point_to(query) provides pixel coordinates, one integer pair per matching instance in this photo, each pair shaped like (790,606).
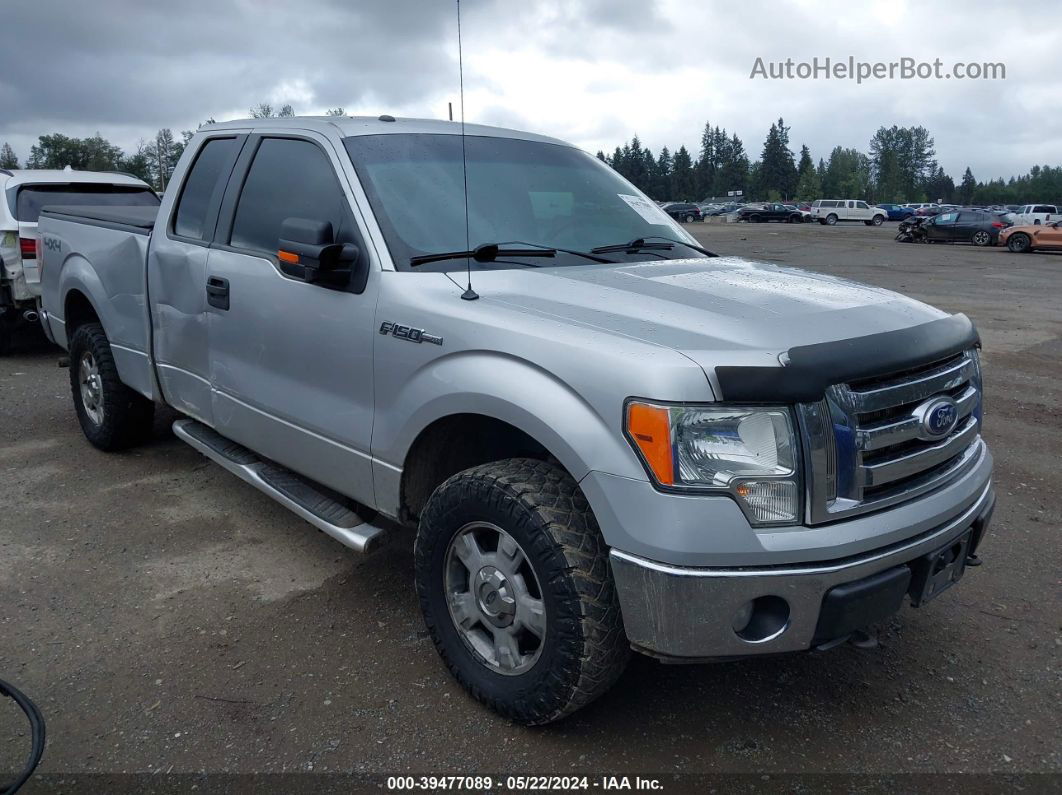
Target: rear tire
(541,518)
(112,415)
(1020,243)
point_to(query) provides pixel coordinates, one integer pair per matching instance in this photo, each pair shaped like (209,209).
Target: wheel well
(454,444)
(78,311)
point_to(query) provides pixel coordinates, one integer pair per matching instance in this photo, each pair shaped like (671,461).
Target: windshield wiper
(484,253)
(639,244)
(586,255)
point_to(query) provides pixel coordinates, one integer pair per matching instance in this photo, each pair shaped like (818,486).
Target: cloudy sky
(591,71)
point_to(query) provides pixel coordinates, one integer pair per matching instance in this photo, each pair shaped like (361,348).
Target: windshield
(32,197)
(518,191)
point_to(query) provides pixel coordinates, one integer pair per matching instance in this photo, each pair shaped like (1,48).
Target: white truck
(832,210)
(22,193)
(604,436)
(1037,214)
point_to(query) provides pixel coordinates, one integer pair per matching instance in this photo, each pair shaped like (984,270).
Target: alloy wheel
(494,598)
(91,387)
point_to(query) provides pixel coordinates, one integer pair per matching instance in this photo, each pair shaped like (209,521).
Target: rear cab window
(197,207)
(289,177)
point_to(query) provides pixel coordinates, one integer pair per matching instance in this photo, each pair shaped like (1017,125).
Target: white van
(832,210)
(22,193)
(1037,214)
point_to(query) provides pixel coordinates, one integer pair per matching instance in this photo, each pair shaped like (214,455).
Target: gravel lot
(168,618)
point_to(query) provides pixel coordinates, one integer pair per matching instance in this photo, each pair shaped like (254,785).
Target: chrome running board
(297,494)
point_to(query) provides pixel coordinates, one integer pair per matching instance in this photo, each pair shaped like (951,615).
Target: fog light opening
(761,619)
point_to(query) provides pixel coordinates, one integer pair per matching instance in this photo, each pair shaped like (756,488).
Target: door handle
(217,292)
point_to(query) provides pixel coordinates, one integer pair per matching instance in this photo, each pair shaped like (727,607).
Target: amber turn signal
(650,429)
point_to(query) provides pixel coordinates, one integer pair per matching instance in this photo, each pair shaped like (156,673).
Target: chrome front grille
(868,445)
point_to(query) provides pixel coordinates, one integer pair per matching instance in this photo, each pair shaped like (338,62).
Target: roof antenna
(468,294)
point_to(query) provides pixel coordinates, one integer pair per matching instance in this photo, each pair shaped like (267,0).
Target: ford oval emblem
(938,416)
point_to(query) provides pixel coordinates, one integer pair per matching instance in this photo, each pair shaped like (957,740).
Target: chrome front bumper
(675,611)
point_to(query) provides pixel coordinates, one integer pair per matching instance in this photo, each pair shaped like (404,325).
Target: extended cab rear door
(177,270)
(291,361)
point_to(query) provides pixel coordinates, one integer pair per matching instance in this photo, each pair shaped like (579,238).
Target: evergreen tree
(807,178)
(682,175)
(663,188)
(777,172)
(7,157)
(706,162)
(968,187)
(138,163)
(733,172)
(163,153)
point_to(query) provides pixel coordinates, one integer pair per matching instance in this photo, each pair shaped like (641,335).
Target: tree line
(900,166)
(152,160)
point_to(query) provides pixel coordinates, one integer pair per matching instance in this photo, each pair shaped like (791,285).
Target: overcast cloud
(591,71)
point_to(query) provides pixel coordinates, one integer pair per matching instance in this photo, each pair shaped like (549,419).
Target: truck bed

== Instruction ==
Keep only the lines from the one containing "shaped like (404,325)." to the end of the entries, and repeat them exactly.

== Final result ==
point_to(query) provides pixel coordinates, one integer pair per matching instance in this photo, each pair shaped like (404,325).
Target: extended cab rear door
(177,270)
(291,361)
point_to(query) provides pixel coordinates, one integer pair per matching instance in this photo, each pair shaped like (579,238).
Target: evergreen tree
(807,178)
(682,175)
(663,188)
(777,172)
(7,157)
(706,162)
(968,187)
(138,163)
(733,172)
(163,153)
point_to(query) provides pixel coordinates, one integer pair per matching instance in this photo, each pair shaped like (641,335).
Target: tree line
(900,166)
(152,160)
point_to(query) provides pixel coordinates, one integer pair per matching instance in this photo, each pair shaped like (791,285).
Target: overcast cloud
(591,71)
point_to(query) provides pixel coordinates, one integer pair per matching instance in this photo, each pair shaped like (549,419).
Target: truck bed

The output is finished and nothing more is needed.